** SELECTED TEXT follows **
# Is Chi the same as spirit?



## shesulsa (Jul 31, 2006)

Is chi / ki / qi energy the same as your spirit? part of your spirit? or is the energy that which emanates from your total being and the breath of spirit?


----------



## pstarr (Aug 1, 2006)

No.  _Hun _or _Hun-po_ is the Chinese term for "soul."

Chi literally means, "air, breath, vapor..."  What it is depends on who you ask.  But it has nothing to do with one's soul or spirit-


----------



## Jenna (Aug 1, 2006)

I would agree with p above.. imHo I believe that soul is not a part even of this realm and is not generally accessible by us.. you can give birth to a precious child and who is most certainly endowed with a beautiful soul.. an incandescent beacon for positives (you would see there is a marked difference between the shining soul of a child and the darkened soul of most adults) ..likewise you could kill someone.. and but in NEITHER case are you ever actually accessing a soul.. you are merely acting as a signalman changing points on its railroad tracks.. so no.. imHo the soul is immutably connected elsewhere and is not an entity to be drawn down.. 

This is completely unlike the energy both ambient and internal that we can freely invoke and which is instantly translated as potential then most usually kinetic energy within ourselves as part of our ki practices.. actually those who can retain ki as potential energy and not expend it kinetically are certainly the most adept.. 

sorry that is nothing but a kooky opinion.. it is all I got 

Yr most obdt hmble srvt,
Jenna


----------



## Xue Sheng (Aug 1, 2006)

shesulsa said:
			
		

> Is chi / ki / qi energy the same as your spirit? part of your spirit? or is the energy that which emanates from your total being and the breath of spirit?


 
Nope, Qi and spirit are 2 different things when it comes to Traditional Chinese medicine, Chinese martial arts and Qigong.

And none are related to soul


----------



## CuongNhuka (Aug 1, 2006)

The abouve are right. The soul is a more heaven based, metaphysical concept. ki (or what ever you want to call) is inside your body at every moment of your life. At death your soul either goes into heaven or is reincarnated in someone else. Depending on what you believe. Ki goes back to were it comes from. And who knows how many places it is beleived to come from.
There is how ever a small faction of Taoism that is mixed Confusism and Shinto that believes that the ki is the energy derived from the soul. Something to think about.


----------



## Carol (Aug 3, 2006)

I agree.  I think we move our ki through rooting, acupuncture, accupressure or meridian therapy, reiki and the like, but I don't think that affects our soul or _atma._


----------



## Brother John (Aug 3, 2006)

shesulsa said:
			
		

> Is chi / ki / qi energy the same as your spirit? part of your spirit? or is the energy that which emanates from your total being and the breath of spirit?


No, I don't think they are the same.
** End of SELECTED TEXT **
• _DIRECTIONS_:
1. Duplicate the part of the thread on chi and spirit starting with "There is how" and going on through "Carol (Aug 3, 2006)".
2. Do these statements agree with the thread on chi and spirit? Answer yes or no for each, quoting the deciding words. (a) pstarr says chi literally means "air, breath, vapor." (b) Xue Sheng says Qi and spirit are the same thing in Traditional Chinese medicine. (c) Carol names reiki as one of the ways we move our ki.
3. In the thread on chi and spirit, whom does Jenna call the most adept?
The rows have no connection to the thread on chi and spirit.
** SUPPLIED DATA follows **
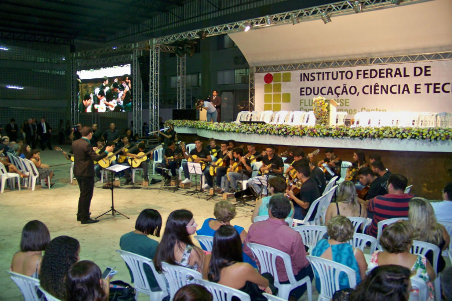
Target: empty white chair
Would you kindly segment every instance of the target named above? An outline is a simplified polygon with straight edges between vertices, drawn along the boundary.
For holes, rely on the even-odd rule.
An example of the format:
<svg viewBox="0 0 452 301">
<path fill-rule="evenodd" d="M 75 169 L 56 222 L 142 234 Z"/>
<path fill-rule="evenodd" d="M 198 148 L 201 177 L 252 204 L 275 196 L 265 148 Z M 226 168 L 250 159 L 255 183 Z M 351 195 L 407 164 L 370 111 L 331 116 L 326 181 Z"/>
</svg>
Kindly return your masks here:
** End of SUPPLIED DATA **
• _EXPECTED RESULTS_:
1.
There is how ever a small faction of Taoism that is mixed Confusism and Shinto that believes that the ki is the energy derived from the soul. Something to think about.


----------



## Carol (Aug 3, 2006)

2.
(a) Yes: "Chi literally means, "air, breath, vapor...""
(b) No: "Nope, Qi and spirit are 2 different things when it comes to Traditional Chinese medicine, Chinese martial arts and Qigong."
(c) Yes: "I think we move our ki through rooting, acupuncture, accupressure or meridian therapy, reiki and the like"

3. Those who can retain ki as potential energy and not expend it kinetically.